The response should consist of the records that follow, repeated exactly.

▸ Material supplied
=== Section Start ===
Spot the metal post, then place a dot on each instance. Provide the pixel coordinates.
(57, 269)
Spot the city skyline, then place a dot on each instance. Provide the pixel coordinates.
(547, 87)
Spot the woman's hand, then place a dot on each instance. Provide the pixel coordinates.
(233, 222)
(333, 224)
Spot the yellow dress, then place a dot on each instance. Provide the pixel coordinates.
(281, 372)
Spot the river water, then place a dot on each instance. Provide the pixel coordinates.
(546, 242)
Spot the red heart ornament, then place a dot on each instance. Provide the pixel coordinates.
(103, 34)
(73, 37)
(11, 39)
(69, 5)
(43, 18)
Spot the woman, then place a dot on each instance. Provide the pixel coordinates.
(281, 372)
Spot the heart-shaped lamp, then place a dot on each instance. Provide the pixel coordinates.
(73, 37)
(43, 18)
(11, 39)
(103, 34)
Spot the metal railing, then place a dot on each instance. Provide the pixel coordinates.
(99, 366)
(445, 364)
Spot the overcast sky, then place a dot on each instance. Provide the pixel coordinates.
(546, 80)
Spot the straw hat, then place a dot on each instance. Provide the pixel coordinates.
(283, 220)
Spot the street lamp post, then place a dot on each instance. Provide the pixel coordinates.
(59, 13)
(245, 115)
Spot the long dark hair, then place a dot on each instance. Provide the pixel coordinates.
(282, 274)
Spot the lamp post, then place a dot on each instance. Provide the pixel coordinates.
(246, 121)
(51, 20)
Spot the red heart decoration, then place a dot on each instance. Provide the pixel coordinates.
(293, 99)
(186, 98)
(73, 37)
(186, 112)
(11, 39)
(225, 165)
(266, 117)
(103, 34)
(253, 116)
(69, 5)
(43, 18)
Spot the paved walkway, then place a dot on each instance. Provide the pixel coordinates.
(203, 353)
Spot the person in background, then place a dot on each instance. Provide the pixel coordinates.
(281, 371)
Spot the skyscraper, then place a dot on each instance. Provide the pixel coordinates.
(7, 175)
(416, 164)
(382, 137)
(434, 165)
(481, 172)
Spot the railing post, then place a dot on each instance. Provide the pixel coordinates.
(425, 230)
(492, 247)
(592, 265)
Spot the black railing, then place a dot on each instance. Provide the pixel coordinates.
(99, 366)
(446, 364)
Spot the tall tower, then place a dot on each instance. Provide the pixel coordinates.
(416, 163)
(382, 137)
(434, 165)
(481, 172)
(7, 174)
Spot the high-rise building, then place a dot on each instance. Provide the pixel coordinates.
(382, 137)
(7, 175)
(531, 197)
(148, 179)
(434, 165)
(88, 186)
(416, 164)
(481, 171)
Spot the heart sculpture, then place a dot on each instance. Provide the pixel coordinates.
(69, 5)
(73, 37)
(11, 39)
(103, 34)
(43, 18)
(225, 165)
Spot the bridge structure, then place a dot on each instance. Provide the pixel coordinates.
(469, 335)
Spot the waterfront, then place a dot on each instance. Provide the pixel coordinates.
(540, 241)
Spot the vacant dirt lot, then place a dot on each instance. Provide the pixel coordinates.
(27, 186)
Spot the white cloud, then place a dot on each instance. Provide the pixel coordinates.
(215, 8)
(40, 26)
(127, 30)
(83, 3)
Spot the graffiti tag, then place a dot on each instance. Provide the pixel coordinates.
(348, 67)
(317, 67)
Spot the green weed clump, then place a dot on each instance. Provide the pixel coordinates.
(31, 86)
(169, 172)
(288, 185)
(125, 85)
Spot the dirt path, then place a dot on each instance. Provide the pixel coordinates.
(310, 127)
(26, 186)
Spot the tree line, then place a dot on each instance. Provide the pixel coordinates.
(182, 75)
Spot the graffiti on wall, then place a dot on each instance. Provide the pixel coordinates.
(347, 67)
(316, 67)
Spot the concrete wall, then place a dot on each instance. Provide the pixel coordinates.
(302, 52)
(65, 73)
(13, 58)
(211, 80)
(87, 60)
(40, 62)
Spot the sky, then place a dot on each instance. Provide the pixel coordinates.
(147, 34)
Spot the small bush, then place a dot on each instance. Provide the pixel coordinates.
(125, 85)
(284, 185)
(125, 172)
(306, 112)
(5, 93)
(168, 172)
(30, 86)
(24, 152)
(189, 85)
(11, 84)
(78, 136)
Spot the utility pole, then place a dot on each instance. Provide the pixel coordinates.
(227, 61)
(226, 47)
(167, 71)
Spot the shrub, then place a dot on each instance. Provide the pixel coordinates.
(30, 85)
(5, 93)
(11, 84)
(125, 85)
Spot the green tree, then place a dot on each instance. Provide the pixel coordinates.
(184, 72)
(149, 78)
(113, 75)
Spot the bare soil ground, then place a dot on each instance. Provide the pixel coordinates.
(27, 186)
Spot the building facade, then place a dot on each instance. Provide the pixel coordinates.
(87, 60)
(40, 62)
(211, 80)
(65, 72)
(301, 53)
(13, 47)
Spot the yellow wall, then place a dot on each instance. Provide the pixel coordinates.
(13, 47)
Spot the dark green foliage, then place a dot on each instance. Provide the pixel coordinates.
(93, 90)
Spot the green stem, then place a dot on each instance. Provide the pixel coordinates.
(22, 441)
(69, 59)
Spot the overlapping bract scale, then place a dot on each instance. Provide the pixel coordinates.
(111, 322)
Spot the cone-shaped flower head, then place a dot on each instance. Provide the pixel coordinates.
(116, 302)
=== Section End ===
▸ Response to the task
Spot the metal post, then place a dot on each instance. Provide the pixel coordinates.
(57, 269)
Spot the city skyline, then place a dot on each instance. Provide the pixel coordinates.
(547, 87)
Spot the woman's hand, then place a dot on each instance. Provide the pixel coordinates.
(233, 222)
(333, 224)
Spot the yellow dress, then place a dot on each instance. Provide the pixel coordinates.
(281, 372)
Spot the river water, then place a dot on each instance. Provide the pixel coordinates.
(546, 242)
Spot the red heart ornament, then place a dot on each instance. Provide the pixel coordinates.
(103, 34)
(73, 37)
(11, 39)
(69, 5)
(43, 18)
Spot the woman, then place a dot on each instance. Provide the pixel coordinates.
(281, 372)
Spot the heart-shaped lamp, then place a dot on each instance. Provide the pixel coordinates.
(73, 37)
(43, 18)
(11, 39)
(103, 34)
Spot the metal railing, then place a dot on each instance. Provide the pixel coordinates.
(99, 366)
(445, 364)
Spot the overcast sky, then place a dot on each instance. Provide the pixel coordinates.
(546, 80)
Spot the straw hat, then place a dot on each instance. Provide the pixel coordinates.
(283, 220)
Spot the street lamp post, then place a dot on each instance. Provide the pixel coordinates.
(59, 13)
(245, 115)
Spot the long dark hair, then place a dot on each instance. Provide the pixel coordinates.
(282, 274)
Spot the lamp post, then place a dot on each instance. Provide the pixel coordinates.
(246, 121)
(51, 20)
Spot the red heart decoration, then place a dot on each instance. Provide the pixel coordinates.
(293, 99)
(186, 98)
(73, 37)
(186, 112)
(11, 39)
(225, 165)
(266, 117)
(103, 34)
(253, 116)
(69, 5)
(43, 18)
Spot the paved walkway, then place a dot on each instance. Provide the pixel coordinates.
(203, 353)
Spot the person in background, then place a dot on each instance. Provide the pixel coordinates.
(281, 371)
Spot the skyscraper, then place a dot on each instance. Provide the pixel coordinates.
(7, 175)
(416, 164)
(382, 137)
(434, 165)
(481, 172)
Spot the railing post, then place a dot on each instance. Provide the pixel coordinates.
(425, 230)
(492, 247)
(592, 265)
Spot the black railing, then place a dot on each instance. Provide the pixel coordinates.
(99, 366)
(446, 364)
Spot the tall tower, then place a dot on each instance. Provide the pixel coordinates.
(416, 163)
(382, 137)
(434, 165)
(481, 172)
(7, 174)
Spot the high-rise building, then place a dot on each instance. Provide the pixel coordinates.
(382, 137)
(7, 175)
(531, 197)
(148, 179)
(434, 165)
(88, 186)
(416, 164)
(481, 171)
Spot the heart sculpture, then place a dot on each instance. Provide the pixel coordinates.
(69, 5)
(73, 37)
(11, 39)
(103, 34)
(43, 18)
(225, 165)
Spot the bridge structure, then place a dot on each instance. Provide the pixel coordinates.
(469, 335)
Spot the waterfront, then place a dot on each instance. Provide the pixel coordinates.
(540, 241)
Spot the vacant dirt lot, then place a dot on each instance. Provide the pixel coordinates.
(27, 186)
Spot the white cloud, then place a dot on each instance. Provide the pixel coordinates.
(215, 8)
(40, 26)
(127, 30)
(83, 3)
Spot the graffiti tag, then place a dot on each instance. Provide the pixel coordinates.
(348, 67)
(317, 67)
Spot the green weed clump, then place a dot on each instance. Provide the pixel coordinates.
(31, 86)
(169, 172)
(288, 185)
(125, 85)
Spot the dirt path, then place a dot on each instance. Provide the pixel coordinates.
(310, 127)
(26, 186)
Spot the tree line, then place a dot on each instance. Provide the pixel coordinates.
(182, 75)
Spot the graffiti on wall, then place a dot on each instance. Provide the pixel coordinates.
(347, 67)
(316, 67)
Spot the concrete wall, then place a dot on each instance. Provide the pixel coordinates.
(302, 52)
(65, 73)
(13, 58)
(211, 80)
(87, 60)
(40, 62)
Spot the sky, then place a dot on each instance. Provide the pixel coordinates.
(147, 34)
Spot the small bush, then place a dot on each instance. Provide the pixel coordinates.
(125, 85)
(284, 185)
(125, 172)
(306, 112)
(5, 93)
(168, 172)
(30, 86)
(24, 152)
(189, 85)
(11, 84)
(78, 136)
Spot the utility pole, then place a dot on each instance. Provide the pixel coordinates.
(227, 61)
(226, 47)
(167, 71)
Spot the shrub, then place a dot on each instance. Provide the pixel coordinates.
(30, 85)
(5, 93)
(11, 84)
(125, 85)
Spot the green tree, then place a dot on each instance. Provide the pixel coordinates.
(184, 72)
(149, 78)
(113, 75)
Spot the bare soil ground, then place a dot on each instance. Provide the pixel coordinates.
(27, 186)
Spot the building facade, then place a dot on each instance. Provide the pixel coordinates.
(87, 60)
(40, 62)
(211, 80)
(65, 72)
(301, 53)
(13, 47)
Spot the yellow wall, then place a dot on each instance. Provide the pixel coordinates.
(13, 47)
Spot the dark green foliage, then place a dot on each instance. Provide the pixel coordinates.
(93, 90)
Spot the green stem, then place a dot on each instance. Provide the pixel coordinates.
(22, 441)
(69, 59)
Spot the overlapping bract scale, then place a dot on each instance. Provide the pixel coordinates.
(111, 322)
Spot the cone-shaped flower head, then place a dot on each instance. Provide the pixel coordinates.
(116, 302)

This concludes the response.